Source extract:
Scores in API mode may differ from published paper numbers — reserve for screening / demo use. For exact paper reproduction use the extras install.

from omnibin import (
    generate_text_generation_report,
    TextGenColorScheme,
    LLMConfig,
)

references = ["Findings: The lungs are clear...", ...]
candidates = ["Findings: Heart size is normal...", ...]

# Lexical only — no API keys needed
report = generate_text_generation_report(
    references, candidates,
    output_path="text_generation_report.pdf",
    metrics=["bleu", "rouge", "meteor", "bertscore"],
    n_bootstrap=1000,
    color_scheme=TextGenColorScheme.DEFAULT,
)

# API mode — GREEN + RadFact + CRIMSON via Anthropic Claude (no GPU needed)
llm_config = LLMConfig(
    provider="anthropic",
    model="claude-sonnet-4-6",
    # api_key read from $ANTHROPIC_API_KEY by default
)
report = generate_text_generation_report(
    references, candidates,
    metrics=["bleu", "rouge", "bertscore", "green", "radfact", "crimson"],
    llm_config=llm_config,
)
print(report.aggregate_scores)
print(report.submetrics)          # includes each paper's sub-scores
print(report.confidence_intervals)

Metrics Included:

BLEU (sacrebleu, corpus + sentence)

Required tasks:
1. Answer these from the omnibin excerpt, one per line:
(a) What does it say to use for exact paper reproduction?
(b) What value is given for n_bootstrap in the lexical-only report?
(c) Where is the api_key read from by default?
2. Does each statement agree with the omnibin excerpt? Answer yes or no, and quote the words that decide it.
(a) The lexical-only report needs API keys.
(b) API mode needs a GPU.
(c) API mode uses the model claude-sonnet-4-6.
3. From the omnibin excerpt, copy out the part that opens with the words containing "# API mode —" and closes with "print(report.aggregate_scores)".

Stored data:
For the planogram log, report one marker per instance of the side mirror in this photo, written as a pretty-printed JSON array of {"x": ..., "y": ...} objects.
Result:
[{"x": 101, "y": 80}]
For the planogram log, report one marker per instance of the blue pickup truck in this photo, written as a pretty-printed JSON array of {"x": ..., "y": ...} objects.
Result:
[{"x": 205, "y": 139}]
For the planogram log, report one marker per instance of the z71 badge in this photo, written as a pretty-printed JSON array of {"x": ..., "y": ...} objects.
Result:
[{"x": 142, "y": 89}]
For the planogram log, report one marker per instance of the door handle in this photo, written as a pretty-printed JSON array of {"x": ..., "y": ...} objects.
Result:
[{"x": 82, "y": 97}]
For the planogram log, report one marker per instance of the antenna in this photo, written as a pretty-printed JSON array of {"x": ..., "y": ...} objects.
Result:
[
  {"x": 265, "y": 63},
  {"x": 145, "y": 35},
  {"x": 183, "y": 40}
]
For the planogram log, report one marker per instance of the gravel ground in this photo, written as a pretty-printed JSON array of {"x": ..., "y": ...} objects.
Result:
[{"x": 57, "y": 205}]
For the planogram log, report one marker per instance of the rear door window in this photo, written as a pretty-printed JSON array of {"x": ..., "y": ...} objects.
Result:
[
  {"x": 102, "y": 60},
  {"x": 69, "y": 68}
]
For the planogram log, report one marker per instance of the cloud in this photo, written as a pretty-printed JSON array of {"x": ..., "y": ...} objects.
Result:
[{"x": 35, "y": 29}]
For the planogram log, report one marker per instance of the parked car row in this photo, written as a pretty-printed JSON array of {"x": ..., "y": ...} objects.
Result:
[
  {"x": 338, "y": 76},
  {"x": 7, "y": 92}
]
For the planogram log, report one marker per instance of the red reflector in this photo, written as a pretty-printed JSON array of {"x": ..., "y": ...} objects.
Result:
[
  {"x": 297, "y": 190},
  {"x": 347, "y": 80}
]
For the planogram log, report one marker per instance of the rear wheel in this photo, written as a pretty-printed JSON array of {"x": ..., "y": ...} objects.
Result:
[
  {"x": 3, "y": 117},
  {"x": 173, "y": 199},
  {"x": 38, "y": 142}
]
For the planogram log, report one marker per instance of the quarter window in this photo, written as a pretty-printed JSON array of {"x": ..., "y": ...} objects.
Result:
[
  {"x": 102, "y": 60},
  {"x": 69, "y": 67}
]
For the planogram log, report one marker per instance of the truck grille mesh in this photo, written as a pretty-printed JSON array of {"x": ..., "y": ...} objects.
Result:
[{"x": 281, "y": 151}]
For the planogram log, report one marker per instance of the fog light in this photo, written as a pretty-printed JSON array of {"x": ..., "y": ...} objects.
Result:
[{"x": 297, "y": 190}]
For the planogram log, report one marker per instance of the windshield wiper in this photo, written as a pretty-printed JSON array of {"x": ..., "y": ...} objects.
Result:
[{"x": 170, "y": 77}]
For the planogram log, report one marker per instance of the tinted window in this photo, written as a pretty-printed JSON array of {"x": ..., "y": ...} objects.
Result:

Replies:
1.
(a) The extras install.
(b) 1000.
(c) $ANTHROPIC_API_KEY.

2.
(a) No: "Lexical only — no API keys needed"
(b) No: "(no GPU needed)"
(c) Yes: model="claude-sonnet-4-6"

3.
# API mode — GREEN + RadFact + CRIMSON via Anthropic Claude (no GPU needed)
llm_config = LLMConfig(
    provider="anthropic",
    model="claude-sonnet-4-6",
    # api_key read from $ANTHROPIC_API_KEY by default
)
report = generate_text_generation_report(
    references, candidates,
    metrics=["bleu", "rouge", "bertscore", "green", "radfact", "crimson"],
    llm_config=llm_config,
)
print(report.aggregate_scores)